- _Your objective_
Take from the listing each line that has the string "below".

- _Source records_

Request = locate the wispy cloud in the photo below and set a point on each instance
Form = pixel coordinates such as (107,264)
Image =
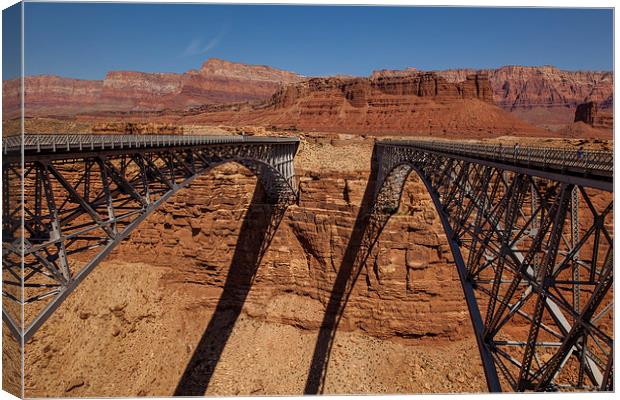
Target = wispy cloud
(199,46)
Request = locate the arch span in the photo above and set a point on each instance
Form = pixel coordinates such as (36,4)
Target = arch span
(79,207)
(534,257)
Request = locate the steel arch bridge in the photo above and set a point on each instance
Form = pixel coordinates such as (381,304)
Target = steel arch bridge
(531,231)
(68,200)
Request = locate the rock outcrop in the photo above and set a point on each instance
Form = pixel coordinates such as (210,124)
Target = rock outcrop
(419,103)
(594,115)
(543,95)
(216,82)
(134,128)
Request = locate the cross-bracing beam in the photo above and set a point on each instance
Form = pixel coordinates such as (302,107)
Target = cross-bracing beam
(71,199)
(539,254)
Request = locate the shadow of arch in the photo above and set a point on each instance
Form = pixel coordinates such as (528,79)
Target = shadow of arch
(381,200)
(388,198)
(258,229)
(366,230)
(276,189)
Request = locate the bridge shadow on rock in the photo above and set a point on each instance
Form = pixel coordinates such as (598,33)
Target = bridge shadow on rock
(368,226)
(257,231)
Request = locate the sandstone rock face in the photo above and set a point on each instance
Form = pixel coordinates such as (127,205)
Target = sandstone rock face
(542,95)
(417,103)
(217,81)
(522,87)
(407,289)
(133,128)
(592,114)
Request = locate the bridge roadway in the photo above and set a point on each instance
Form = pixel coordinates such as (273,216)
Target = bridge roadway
(529,228)
(84,194)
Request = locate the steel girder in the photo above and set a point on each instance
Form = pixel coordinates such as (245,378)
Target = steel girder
(65,209)
(534,257)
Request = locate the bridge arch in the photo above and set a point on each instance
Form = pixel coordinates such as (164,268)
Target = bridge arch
(512,235)
(80,203)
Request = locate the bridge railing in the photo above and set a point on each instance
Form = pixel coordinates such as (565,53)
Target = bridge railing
(599,162)
(62,142)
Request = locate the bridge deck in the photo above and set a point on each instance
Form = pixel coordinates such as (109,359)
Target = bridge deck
(35,144)
(591,168)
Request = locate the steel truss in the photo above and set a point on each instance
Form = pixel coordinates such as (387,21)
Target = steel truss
(534,253)
(79,203)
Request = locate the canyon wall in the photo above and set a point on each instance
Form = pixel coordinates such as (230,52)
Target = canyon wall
(594,115)
(134,325)
(217,81)
(419,103)
(543,95)
(408,288)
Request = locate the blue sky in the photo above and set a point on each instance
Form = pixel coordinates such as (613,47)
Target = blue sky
(87,40)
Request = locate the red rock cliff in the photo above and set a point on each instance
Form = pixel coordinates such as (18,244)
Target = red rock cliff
(216,82)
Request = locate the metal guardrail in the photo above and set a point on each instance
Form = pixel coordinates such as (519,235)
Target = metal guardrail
(37,143)
(583,161)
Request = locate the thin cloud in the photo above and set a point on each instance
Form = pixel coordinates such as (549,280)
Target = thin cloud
(197,46)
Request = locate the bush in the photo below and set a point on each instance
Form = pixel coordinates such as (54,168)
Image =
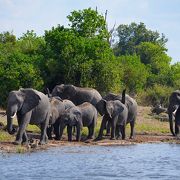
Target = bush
(158,94)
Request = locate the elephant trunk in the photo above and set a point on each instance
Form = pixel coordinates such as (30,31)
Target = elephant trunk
(171,109)
(10,128)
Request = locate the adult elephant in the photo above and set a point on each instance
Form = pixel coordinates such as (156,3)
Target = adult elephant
(177,122)
(84,115)
(58,106)
(115,113)
(174,102)
(31,107)
(77,95)
(131,105)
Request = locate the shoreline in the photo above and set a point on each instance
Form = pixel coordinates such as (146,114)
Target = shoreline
(143,138)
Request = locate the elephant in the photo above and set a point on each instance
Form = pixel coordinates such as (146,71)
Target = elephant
(131,105)
(84,115)
(174,102)
(58,106)
(77,95)
(177,122)
(31,107)
(114,112)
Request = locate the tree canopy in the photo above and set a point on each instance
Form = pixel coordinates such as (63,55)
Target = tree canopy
(80,54)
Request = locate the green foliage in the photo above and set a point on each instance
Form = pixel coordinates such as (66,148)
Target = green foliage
(157,94)
(134,73)
(17,69)
(130,36)
(157,61)
(88,23)
(175,75)
(81,55)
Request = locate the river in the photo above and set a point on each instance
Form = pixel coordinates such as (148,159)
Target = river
(142,161)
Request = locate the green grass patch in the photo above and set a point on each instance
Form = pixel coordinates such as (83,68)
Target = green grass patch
(5,136)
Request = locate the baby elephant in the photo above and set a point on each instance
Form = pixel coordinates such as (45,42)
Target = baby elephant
(177,122)
(116,113)
(79,116)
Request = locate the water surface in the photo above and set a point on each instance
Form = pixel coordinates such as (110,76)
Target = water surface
(143,161)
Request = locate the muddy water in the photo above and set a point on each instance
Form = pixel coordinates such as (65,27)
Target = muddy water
(143,161)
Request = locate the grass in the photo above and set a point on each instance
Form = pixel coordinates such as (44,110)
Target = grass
(145,123)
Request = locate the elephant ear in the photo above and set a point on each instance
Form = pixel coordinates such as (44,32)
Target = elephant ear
(101,107)
(109,108)
(69,90)
(78,118)
(31,100)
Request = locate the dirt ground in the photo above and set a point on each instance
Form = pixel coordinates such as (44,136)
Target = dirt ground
(141,137)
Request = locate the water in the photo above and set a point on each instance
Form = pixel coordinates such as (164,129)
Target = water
(143,161)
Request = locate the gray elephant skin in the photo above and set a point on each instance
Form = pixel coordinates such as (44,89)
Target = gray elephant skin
(84,115)
(77,95)
(177,122)
(116,113)
(174,102)
(58,106)
(31,107)
(131,105)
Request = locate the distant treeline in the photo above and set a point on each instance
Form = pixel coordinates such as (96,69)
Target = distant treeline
(87,54)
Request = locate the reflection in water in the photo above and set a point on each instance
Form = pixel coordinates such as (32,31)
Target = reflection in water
(145,161)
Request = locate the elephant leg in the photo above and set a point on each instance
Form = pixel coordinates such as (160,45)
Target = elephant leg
(176,129)
(23,122)
(91,132)
(103,126)
(44,138)
(78,133)
(25,138)
(108,128)
(118,132)
(74,130)
(132,129)
(57,130)
(49,131)
(123,131)
(69,131)
(113,128)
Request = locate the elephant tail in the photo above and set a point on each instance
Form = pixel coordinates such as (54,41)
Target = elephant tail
(123,96)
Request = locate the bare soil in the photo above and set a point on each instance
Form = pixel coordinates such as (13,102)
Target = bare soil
(141,137)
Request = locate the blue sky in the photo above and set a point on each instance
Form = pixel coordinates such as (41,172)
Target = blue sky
(19,16)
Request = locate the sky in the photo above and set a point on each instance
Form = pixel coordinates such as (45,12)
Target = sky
(18,16)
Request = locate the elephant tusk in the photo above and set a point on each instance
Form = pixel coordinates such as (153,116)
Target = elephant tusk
(13,115)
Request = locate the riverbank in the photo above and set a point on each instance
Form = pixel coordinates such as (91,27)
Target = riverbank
(149,129)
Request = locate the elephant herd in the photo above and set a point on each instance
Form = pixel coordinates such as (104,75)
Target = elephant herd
(75,107)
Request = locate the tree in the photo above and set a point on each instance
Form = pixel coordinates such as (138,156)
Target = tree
(88,23)
(130,36)
(17,69)
(71,53)
(157,62)
(134,73)
(175,75)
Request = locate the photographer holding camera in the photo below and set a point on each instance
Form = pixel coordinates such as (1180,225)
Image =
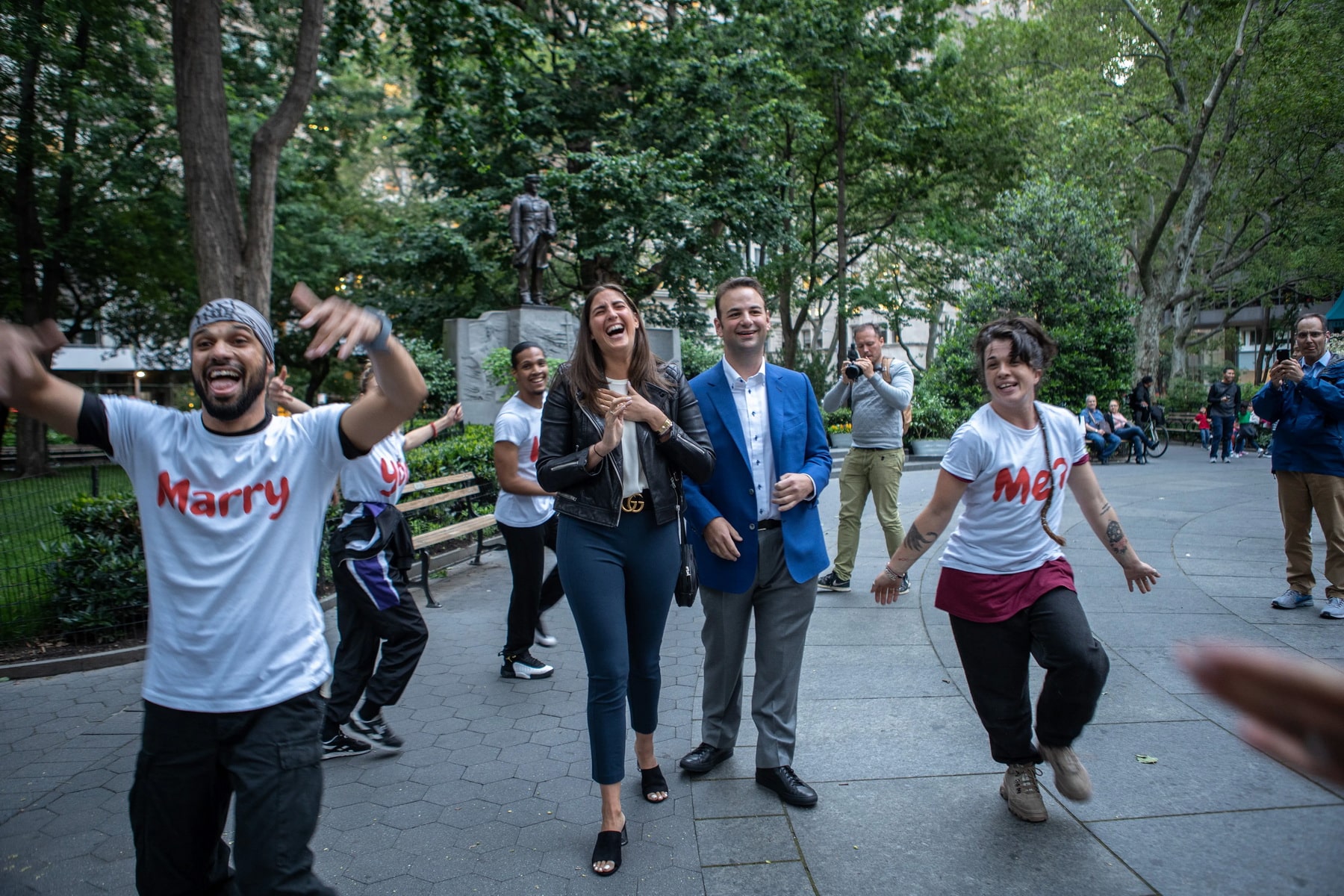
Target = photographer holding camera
(878,393)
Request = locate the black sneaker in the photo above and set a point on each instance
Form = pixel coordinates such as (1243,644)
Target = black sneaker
(831,582)
(343,746)
(524,665)
(376,731)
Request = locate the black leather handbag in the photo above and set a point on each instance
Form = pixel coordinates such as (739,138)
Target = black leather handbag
(687,576)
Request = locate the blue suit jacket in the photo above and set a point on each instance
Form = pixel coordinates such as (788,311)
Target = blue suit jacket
(799,440)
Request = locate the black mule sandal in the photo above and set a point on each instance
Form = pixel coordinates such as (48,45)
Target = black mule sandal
(653,782)
(608,849)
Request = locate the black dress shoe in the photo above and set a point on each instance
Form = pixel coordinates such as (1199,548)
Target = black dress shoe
(705,758)
(792,788)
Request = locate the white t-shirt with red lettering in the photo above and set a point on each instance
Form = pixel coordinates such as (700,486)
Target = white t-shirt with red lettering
(1001,531)
(520,423)
(233,526)
(379,476)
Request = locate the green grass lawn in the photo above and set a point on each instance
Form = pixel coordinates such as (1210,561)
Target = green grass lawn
(27,520)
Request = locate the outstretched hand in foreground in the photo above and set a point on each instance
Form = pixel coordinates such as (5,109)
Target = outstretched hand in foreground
(1295,709)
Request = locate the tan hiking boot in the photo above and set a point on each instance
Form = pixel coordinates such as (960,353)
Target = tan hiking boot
(1071,780)
(1021,793)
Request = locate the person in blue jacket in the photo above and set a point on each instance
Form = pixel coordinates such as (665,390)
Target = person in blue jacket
(1305,398)
(757,538)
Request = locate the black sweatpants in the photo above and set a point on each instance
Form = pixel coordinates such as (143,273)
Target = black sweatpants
(374,612)
(364,629)
(191,763)
(995,657)
(531,594)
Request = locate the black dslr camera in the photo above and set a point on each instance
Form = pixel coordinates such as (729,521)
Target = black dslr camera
(851,370)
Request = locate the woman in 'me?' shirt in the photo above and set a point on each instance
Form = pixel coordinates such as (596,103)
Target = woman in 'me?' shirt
(1004,579)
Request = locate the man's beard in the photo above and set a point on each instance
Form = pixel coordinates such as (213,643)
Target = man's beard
(231,410)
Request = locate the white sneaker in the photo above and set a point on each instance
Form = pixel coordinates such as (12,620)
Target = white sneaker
(524,665)
(1071,780)
(1019,788)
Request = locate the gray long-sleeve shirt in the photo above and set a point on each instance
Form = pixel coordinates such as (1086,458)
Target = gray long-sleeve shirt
(877,405)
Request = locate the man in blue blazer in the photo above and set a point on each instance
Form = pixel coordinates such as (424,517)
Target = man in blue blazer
(757,539)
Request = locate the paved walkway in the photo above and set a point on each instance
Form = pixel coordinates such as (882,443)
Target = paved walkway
(492,794)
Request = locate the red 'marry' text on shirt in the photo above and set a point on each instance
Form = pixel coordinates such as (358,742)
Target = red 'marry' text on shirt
(208,503)
(1007,485)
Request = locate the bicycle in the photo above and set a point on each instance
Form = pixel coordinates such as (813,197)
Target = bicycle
(1156,435)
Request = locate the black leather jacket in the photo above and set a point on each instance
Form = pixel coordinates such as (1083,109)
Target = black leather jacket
(594,496)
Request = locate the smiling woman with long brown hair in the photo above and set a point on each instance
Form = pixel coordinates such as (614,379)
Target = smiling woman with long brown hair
(618,430)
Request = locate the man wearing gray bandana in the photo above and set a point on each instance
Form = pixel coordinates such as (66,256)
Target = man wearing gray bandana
(231,503)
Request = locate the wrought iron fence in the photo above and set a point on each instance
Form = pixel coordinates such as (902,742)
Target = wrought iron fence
(35,603)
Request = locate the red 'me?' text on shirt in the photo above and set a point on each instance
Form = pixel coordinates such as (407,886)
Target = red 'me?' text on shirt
(396,473)
(1009,485)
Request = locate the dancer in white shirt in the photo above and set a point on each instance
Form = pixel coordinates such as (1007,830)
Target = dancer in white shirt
(231,503)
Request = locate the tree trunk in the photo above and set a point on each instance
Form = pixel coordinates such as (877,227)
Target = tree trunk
(1148,332)
(841,235)
(267,144)
(231,260)
(217,223)
(30,435)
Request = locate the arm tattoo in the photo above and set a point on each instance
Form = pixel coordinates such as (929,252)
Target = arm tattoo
(918,543)
(1116,538)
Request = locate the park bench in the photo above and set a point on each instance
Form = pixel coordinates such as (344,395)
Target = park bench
(460,488)
(60,453)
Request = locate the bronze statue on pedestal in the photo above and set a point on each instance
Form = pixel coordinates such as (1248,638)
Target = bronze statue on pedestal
(531,226)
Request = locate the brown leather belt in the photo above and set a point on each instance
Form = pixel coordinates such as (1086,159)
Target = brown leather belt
(636,503)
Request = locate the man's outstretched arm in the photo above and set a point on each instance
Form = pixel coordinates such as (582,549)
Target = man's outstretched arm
(30,388)
(401,388)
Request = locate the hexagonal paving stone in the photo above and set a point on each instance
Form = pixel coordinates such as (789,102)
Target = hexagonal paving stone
(399,794)
(453,793)
(379,865)
(488,837)
(458,741)
(490,771)
(385,770)
(367,839)
(413,815)
(470,815)
(527,812)
(524,753)
(354,793)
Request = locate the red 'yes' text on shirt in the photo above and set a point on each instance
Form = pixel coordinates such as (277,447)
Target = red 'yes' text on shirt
(396,474)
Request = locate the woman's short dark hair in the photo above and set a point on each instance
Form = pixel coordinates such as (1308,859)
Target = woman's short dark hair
(1031,344)
(517,349)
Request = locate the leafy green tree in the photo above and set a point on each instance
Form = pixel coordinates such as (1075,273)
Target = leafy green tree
(1060,260)
(92,234)
(1211,127)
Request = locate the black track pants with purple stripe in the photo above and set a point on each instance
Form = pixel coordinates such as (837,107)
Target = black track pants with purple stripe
(374,613)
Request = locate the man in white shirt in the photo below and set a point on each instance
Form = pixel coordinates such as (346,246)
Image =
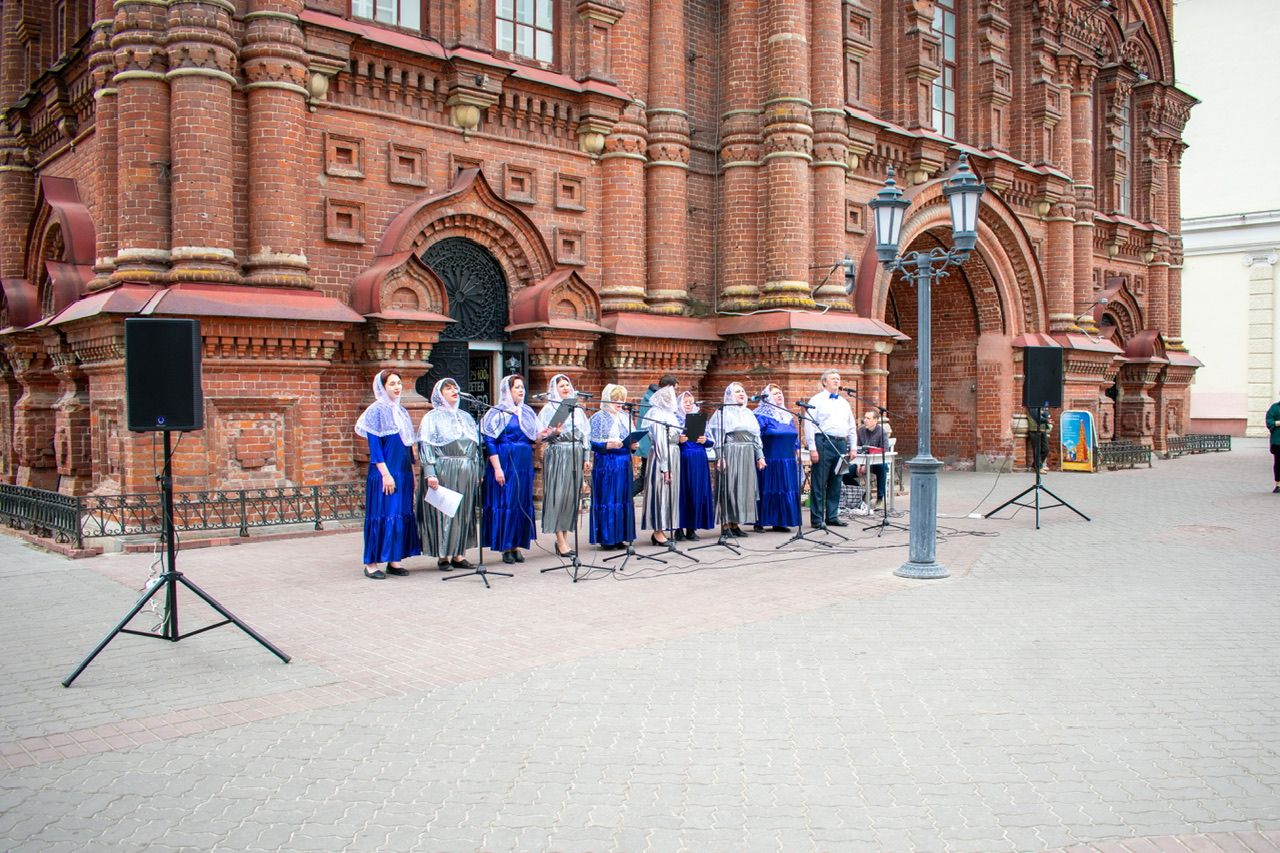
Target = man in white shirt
(831,438)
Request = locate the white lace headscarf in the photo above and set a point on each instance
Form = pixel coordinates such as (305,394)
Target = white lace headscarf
(773,405)
(446,423)
(553,402)
(385,418)
(732,419)
(496,419)
(611,422)
(662,407)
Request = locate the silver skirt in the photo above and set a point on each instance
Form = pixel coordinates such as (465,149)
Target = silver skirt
(737,483)
(662,498)
(562,486)
(457,466)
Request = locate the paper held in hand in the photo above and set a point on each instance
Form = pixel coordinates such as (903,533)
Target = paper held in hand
(444,500)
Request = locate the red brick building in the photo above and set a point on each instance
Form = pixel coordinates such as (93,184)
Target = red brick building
(612,188)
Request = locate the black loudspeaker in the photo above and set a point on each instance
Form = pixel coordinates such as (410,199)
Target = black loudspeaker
(161,375)
(1042,377)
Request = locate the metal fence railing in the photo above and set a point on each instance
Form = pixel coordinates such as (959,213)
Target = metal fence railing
(71,519)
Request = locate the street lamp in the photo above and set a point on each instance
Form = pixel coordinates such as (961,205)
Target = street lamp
(963,192)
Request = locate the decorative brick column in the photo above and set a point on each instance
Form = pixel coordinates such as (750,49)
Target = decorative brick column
(142,135)
(72,445)
(1082,172)
(274,63)
(740,160)
(831,151)
(33,416)
(201,78)
(787,154)
(106,136)
(624,197)
(17,181)
(667,169)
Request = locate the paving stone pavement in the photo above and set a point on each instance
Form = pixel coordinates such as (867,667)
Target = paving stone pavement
(1106,685)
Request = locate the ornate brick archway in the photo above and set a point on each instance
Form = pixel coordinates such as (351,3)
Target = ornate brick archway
(977,313)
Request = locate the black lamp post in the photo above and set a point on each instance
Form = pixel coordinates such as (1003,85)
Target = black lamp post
(963,192)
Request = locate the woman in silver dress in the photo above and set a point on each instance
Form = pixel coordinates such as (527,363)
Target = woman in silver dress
(562,463)
(448,447)
(737,433)
(662,479)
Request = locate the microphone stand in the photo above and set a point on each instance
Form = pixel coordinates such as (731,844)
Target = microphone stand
(480,568)
(670,488)
(722,510)
(800,533)
(574,560)
(630,550)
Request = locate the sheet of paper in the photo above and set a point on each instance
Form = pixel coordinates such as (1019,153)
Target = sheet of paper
(444,500)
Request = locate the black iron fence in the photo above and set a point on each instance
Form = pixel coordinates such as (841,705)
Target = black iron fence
(1197,443)
(67,519)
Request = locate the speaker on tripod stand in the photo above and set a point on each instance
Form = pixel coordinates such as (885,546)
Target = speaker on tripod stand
(163,393)
(1042,389)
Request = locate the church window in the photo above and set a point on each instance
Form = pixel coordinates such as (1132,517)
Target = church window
(526,28)
(398,13)
(945,83)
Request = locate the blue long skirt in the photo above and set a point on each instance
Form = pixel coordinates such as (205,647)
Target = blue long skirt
(508,510)
(613,514)
(391,527)
(696,498)
(780,482)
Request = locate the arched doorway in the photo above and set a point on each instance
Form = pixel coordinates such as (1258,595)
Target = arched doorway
(475,347)
(970,350)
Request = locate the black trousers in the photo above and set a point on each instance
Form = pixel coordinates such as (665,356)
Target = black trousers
(823,480)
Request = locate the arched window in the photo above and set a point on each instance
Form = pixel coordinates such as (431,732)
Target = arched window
(398,13)
(945,83)
(528,28)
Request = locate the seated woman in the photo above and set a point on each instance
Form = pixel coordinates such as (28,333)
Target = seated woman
(510,429)
(391,529)
(448,446)
(872,439)
(696,498)
(613,514)
(778,480)
(737,433)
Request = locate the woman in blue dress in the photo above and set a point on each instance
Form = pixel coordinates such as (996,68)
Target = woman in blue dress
(391,527)
(780,483)
(510,429)
(613,512)
(696,500)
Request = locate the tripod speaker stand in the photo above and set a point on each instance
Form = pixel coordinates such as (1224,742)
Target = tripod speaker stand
(169,582)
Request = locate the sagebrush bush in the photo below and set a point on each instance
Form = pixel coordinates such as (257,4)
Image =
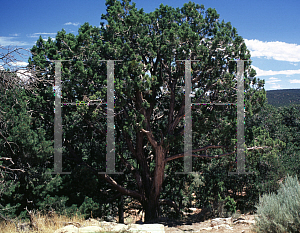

- _Answer area_
Request = locate the wispy cloud in the photo below and set a point on each instance
Request = locate the bush in the photo below and set a point on each instance
Request = locate the photographer holding camera in the photo below and set a point on each instance
Request = locate the man in white shirt in the photo below and set a point on each instance
Request = locate the sagebrush bush in the photo below and set a point on each instance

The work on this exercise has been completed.